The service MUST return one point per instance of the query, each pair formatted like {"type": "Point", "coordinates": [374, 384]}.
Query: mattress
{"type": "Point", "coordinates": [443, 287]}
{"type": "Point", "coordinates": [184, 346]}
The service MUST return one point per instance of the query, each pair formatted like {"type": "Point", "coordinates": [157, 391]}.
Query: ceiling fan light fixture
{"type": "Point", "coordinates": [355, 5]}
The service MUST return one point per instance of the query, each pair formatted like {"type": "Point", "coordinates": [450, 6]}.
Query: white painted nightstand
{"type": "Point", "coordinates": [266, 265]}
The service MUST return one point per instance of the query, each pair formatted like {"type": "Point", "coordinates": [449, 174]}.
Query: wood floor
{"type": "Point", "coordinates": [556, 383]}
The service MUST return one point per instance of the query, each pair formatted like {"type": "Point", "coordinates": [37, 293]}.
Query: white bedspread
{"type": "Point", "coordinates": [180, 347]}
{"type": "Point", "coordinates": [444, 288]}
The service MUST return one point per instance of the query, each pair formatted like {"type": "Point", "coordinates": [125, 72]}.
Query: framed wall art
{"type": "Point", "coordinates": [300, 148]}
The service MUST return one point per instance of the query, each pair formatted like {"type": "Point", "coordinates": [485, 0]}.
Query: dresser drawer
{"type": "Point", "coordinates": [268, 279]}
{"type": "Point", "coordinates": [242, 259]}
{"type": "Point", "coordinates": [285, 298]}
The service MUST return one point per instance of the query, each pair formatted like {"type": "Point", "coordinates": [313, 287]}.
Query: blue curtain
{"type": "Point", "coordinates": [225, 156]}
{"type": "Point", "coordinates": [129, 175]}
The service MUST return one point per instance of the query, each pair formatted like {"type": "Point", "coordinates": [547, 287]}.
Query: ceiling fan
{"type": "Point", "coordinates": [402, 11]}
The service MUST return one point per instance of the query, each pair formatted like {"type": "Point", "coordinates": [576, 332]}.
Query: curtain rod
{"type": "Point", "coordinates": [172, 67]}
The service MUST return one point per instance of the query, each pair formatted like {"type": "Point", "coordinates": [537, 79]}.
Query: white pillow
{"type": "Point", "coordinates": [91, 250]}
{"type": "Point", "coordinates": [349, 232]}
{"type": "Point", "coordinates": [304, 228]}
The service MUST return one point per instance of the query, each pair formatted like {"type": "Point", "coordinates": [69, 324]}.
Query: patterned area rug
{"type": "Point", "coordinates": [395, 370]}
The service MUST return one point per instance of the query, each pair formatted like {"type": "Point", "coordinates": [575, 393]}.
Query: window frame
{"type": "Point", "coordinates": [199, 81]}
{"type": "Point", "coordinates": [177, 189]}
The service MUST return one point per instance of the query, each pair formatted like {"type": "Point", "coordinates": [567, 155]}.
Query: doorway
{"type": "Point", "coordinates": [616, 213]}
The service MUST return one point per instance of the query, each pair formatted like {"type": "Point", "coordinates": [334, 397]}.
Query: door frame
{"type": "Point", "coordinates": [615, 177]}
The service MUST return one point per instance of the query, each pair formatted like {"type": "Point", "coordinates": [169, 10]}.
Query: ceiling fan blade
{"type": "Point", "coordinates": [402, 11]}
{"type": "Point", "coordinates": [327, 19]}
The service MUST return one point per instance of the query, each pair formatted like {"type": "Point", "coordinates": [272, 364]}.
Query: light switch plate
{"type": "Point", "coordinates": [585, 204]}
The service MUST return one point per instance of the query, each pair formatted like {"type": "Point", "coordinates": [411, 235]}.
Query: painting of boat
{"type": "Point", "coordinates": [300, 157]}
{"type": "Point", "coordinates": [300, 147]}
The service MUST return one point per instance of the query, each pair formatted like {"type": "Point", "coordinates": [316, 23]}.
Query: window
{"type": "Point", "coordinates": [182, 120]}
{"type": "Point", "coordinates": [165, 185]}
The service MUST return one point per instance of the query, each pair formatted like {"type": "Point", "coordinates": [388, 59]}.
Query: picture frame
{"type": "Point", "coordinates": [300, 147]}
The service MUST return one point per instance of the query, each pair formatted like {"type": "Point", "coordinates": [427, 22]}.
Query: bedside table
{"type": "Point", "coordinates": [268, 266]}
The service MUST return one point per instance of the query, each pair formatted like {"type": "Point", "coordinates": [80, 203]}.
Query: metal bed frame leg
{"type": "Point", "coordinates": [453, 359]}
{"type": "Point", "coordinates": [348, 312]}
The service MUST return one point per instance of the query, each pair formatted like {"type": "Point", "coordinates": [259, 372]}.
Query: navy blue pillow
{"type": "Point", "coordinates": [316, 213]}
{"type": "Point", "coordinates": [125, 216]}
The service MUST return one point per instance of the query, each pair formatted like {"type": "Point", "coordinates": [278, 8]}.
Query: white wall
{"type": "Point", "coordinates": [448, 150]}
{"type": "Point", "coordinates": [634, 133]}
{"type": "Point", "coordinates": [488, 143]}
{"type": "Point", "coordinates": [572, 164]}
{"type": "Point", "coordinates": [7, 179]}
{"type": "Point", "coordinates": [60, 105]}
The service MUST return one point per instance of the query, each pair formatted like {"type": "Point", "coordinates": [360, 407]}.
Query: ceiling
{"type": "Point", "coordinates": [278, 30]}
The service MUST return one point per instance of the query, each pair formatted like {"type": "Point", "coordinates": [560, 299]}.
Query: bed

::::::

Stated exercise
Write an exact transcription of every entry above.

Answer for this exercise
The service MUST return one point per instance of the query, each pair formatted like {"type": "Point", "coordinates": [374, 384]}.
Query: mattress
{"type": "Point", "coordinates": [443, 287]}
{"type": "Point", "coordinates": [184, 346]}
The service MUST return one point per instance of the query, each pair formatted like {"type": "Point", "coordinates": [157, 391]}.
Query: ceiling fan light fixture
{"type": "Point", "coordinates": [355, 5]}
The service MUST return one point per instance of the query, each pair formatted like {"type": "Point", "coordinates": [450, 6]}.
Query: white painted nightstand
{"type": "Point", "coordinates": [266, 265]}
The service MUST return one point per instance of the query, each pair formatted like {"type": "Point", "coordinates": [449, 174]}.
Query: wood floor
{"type": "Point", "coordinates": [556, 383]}
The service MUST return one point per instance of the query, each pair formatted like {"type": "Point", "coordinates": [37, 293]}.
Query: white bedspread
{"type": "Point", "coordinates": [180, 347]}
{"type": "Point", "coordinates": [444, 288]}
The service MUST return one point per instance of the query, each pair formatted like {"type": "Point", "coordinates": [125, 72]}.
Query: framed wall art
{"type": "Point", "coordinates": [300, 148]}
The service MUST return one point per instance of the query, each pair formatted like {"type": "Point", "coordinates": [485, 0]}.
Query: dresser drawer
{"type": "Point", "coordinates": [268, 279]}
{"type": "Point", "coordinates": [242, 259]}
{"type": "Point", "coordinates": [285, 298]}
The service MUST return one point per instance of the query, each pair formatted like {"type": "Point", "coordinates": [313, 287]}.
Query: blue curtain
{"type": "Point", "coordinates": [225, 156]}
{"type": "Point", "coordinates": [129, 175]}
The service MUST return one point per instance of the query, each pair formatted like {"type": "Point", "coordinates": [547, 287]}.
Query: ceiling fan
{"type": "Point", "coordinates": [402, 11]}
The service MUST return one point per instance of the query, each pair formatted like {"type": "Point", "coordinates": [576, 332]}.
Query: curtain rod
{"type": "Point", "coordinates": [172, 67]}
The service MUST return one point per instance of the query, each pair formatted like {"type": "Point", "coordinates": [537, 79]}.
Query: white pillow
{"type": "Point", "coordinates": [91, 250]}
{"type": "Point", "coordinates": [349, 232]}
{"type": "Point", "coordinates": [304, 228]}
The service MUST return one point per instance of the query, each pair formatted like {"type": "Point", "coordinates": [69, 324]}.
Query: patterned area rug
{"type": "Point", "coordinates": [395, 370]}
The service MUST return one point per instance of the query, each pair formatted like {"type": "Point", "coordinates": [575, 393]}.
Query: window frame
{"type": "Point", "coordinates": [199, 81]}
{"type": "Point", "coordinates": [177, 189]}
The service MUST return one point per instance of the query, each pair formatted like {"type": "Point", "coordinates": [567, 155]}.
Query: doorway
{"type": "Point", "coordinates": [616, 213]}
The service MUST return one point per instance of the query, each pair formatted like {"type": "Point", "coordinates": [334, 397]}.
Query: door frame
{"type": "Point", "coordinates": [615, 177]}
The service MUST return one point per instance of the query, each pair formatted like {"type": "Point", "coordinates": [169, 10]}.
Query: ceiling fan blade
{"type": "Point", "coordinates": [402, 11]}
{"type": "Point", "coordinates": [327, 19]}
The service MUST return one point per instance of the query, each pair formatted like {"type": "Point", "coordinates": [272, 364]}.
Query: light switch plate
{"type": "Point", "coordinates": [585, 204]}
The service MUST return one point per instance of the query, each pair formatted like {"type": "Point", "coordinates": [411, 235]}.
Query: painting of boat
{"type": "Point", "coordinates": [300, 157]}
{"type": "Point", "coordinates": [300, 147]}
The service MUST return one point per instance of the query, each pair formatted like {"type": "Point", "coordinates": [316, 23]}.
Query: window
{"type": "Point", "coordinates": [182, 120]}
{"type": "Point", "coordinates": [165, 185]}
The service MUST return one point per instance of the query, each pair formatted like {"type": "Point", "coordinates": [388, 59]}.
Query: picture frame
{"type": "Point", "coordinates": [300, 147]}
The service MUST return one point per instance of the query, each pair formatted like {"type": "Point", "coordinates": [427, 22]}.
Query: bedside table
{"type": "Point", "coordinates": [268, 266]}
The service MUST return one point per instance of the query, each pair formatted like {"type": "Point", "coordinates": [80, 203]}.
Query: metal bed frame leg
{"type": "Point", "coordinates": [453, 359]}
{"type": "Point", "coordinates": [348, 312]}
The service MUST return one point per instance of the query, each pair formatted like {"type": "Point", "coordinates": [259, 372]}.
Query: navy blue pillow
{"type": "Point", "coordinates": [316, 213]}
{"type": "Point", "coordinates": [125, 216]}
The service MUST return one point per instance of the query, each pair formatted like {"type": "Point", "coordinates": [278, 8]}.
Query: white wall
{"type": "Point", "coordinates": [448, 150]}
{"type": "Point", "coordinates": [634, 133]}
{"type": "Point", "coordinates": [488, 143]}
{"type": "Point", "coordinates": [572, 164]}
{"type": "Point", "coordinates": [7, 179]}
{"type": "Point", "coordinates": [60, 105]}
The service MUST return one point per instance of the query, each pair formatted like {"type": "Point", "coordinates": [360, 407]}.
Query: ceiling
{"type": "Point", "coordinates": [278, 30]}
The service MUST return one point per instance of the query, each pair formatted like {"type": "Point", "coordinates": [560, 299]}.
Query: bed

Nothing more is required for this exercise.